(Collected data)
--*--

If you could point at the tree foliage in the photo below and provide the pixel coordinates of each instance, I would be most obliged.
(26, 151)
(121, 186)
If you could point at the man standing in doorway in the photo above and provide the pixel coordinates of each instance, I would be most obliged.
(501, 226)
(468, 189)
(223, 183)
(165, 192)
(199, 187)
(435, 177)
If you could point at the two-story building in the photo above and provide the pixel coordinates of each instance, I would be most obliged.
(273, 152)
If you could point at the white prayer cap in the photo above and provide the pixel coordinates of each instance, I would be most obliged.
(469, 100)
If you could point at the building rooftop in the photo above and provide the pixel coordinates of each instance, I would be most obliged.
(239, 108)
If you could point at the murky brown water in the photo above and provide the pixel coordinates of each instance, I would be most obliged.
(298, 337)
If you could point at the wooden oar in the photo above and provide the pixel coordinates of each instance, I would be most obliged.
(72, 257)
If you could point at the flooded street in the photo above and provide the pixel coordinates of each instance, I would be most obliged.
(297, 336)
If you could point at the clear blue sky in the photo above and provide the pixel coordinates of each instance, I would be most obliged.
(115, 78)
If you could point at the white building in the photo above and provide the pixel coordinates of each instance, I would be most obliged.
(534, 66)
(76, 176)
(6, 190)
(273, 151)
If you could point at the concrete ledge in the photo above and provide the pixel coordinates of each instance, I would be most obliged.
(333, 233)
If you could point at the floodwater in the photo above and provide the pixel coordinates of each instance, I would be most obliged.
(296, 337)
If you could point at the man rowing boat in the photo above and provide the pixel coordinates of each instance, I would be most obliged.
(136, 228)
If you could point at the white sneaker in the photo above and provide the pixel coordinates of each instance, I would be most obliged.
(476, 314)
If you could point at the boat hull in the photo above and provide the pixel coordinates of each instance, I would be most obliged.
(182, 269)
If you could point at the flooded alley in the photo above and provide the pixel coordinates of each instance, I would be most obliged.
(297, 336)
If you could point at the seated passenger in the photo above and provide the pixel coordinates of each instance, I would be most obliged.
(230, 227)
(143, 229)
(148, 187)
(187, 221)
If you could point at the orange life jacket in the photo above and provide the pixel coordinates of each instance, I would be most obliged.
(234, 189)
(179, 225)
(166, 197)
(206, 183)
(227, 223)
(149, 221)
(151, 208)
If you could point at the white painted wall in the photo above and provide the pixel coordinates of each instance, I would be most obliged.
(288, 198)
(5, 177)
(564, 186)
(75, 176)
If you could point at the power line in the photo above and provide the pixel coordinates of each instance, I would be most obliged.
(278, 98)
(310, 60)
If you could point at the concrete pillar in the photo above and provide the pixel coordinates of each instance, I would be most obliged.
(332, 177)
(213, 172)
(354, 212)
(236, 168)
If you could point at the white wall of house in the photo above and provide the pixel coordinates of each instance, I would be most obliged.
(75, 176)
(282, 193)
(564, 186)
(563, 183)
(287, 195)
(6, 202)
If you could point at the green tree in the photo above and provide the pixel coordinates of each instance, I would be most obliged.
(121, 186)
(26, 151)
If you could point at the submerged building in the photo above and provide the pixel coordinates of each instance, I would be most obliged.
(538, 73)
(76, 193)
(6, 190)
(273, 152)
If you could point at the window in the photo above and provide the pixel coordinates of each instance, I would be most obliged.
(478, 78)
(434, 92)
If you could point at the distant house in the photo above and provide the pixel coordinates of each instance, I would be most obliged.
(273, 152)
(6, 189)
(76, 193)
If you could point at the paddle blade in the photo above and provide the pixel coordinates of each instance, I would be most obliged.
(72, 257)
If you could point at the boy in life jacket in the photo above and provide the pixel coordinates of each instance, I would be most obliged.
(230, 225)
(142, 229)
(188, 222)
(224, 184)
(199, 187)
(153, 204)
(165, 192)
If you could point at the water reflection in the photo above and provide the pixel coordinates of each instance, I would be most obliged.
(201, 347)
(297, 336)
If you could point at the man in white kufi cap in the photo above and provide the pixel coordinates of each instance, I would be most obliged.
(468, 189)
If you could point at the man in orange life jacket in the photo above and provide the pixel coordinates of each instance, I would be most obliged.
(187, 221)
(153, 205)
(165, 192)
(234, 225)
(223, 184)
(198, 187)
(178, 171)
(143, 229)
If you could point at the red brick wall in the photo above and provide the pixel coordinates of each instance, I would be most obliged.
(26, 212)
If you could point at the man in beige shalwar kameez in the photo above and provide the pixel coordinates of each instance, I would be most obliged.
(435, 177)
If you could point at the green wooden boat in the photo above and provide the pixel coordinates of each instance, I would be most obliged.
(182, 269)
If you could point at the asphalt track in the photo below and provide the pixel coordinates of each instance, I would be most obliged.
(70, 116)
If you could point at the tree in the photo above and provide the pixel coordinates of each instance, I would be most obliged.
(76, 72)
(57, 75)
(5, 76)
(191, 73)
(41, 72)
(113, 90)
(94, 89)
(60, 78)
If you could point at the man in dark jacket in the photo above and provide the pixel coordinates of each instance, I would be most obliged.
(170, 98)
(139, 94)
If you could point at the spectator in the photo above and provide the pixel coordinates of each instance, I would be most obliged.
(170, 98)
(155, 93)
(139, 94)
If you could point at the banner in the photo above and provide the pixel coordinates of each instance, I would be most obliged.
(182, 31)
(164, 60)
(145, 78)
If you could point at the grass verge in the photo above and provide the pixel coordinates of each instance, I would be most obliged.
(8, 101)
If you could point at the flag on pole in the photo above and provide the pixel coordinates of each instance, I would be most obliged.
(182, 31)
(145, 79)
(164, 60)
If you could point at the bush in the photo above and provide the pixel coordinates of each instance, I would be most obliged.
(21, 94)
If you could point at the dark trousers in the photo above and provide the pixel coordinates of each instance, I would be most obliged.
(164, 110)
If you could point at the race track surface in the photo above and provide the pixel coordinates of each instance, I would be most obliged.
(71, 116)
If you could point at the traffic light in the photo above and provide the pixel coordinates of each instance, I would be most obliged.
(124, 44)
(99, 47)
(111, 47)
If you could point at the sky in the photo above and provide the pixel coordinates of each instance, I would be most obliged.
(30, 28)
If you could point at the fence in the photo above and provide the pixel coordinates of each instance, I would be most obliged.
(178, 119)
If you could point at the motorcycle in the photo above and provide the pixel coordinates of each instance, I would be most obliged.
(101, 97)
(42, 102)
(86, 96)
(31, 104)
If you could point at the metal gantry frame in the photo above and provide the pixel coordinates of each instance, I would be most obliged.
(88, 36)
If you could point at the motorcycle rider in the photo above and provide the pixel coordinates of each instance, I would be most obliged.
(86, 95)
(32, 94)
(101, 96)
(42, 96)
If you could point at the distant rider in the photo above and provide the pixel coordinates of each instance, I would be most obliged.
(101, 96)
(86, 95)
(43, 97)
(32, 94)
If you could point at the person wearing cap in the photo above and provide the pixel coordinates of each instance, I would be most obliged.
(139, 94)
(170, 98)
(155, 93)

--*--

▶ Given request: Starting from the line with "If you could point at the fence" and ending with the final line of the data, quote every line exactly, both ends included.

▶ Result of the exercise:
If you could point at the fence in the photo above and provide the pixel coordinates of each instance, I would be most obliged.
(178, 119)
If you could point at the motorcycle in the photo above and provide the pixel coordinates of each instance, I would be most obliged.
(101, 97)
(42, 102)
(86, 96)
(31, 104)
If you could point at the metal gantry frame in the photo above and provide the pixel coordinates of each instance, I would be most obliged.
(88, 36)
If you could point at the motorcycle rider in the photo above and provide the pixel coordinates of each instance, I would be most obliged.
(86, 95)
(32, 94)
(101, 96)
(42, 96)
If you could point at the distant rider in the photo above and provide the pixel coordinates of each instance, I would be most obliged.
(101, 96)
(86, 95)
(43, 97)
(32, 94)
If you could point at the person wearing cap in the photo above and provide the pixel coordinates of each instance, I would be most obliged.
(139, 94)
(170, 98)
(155, 93)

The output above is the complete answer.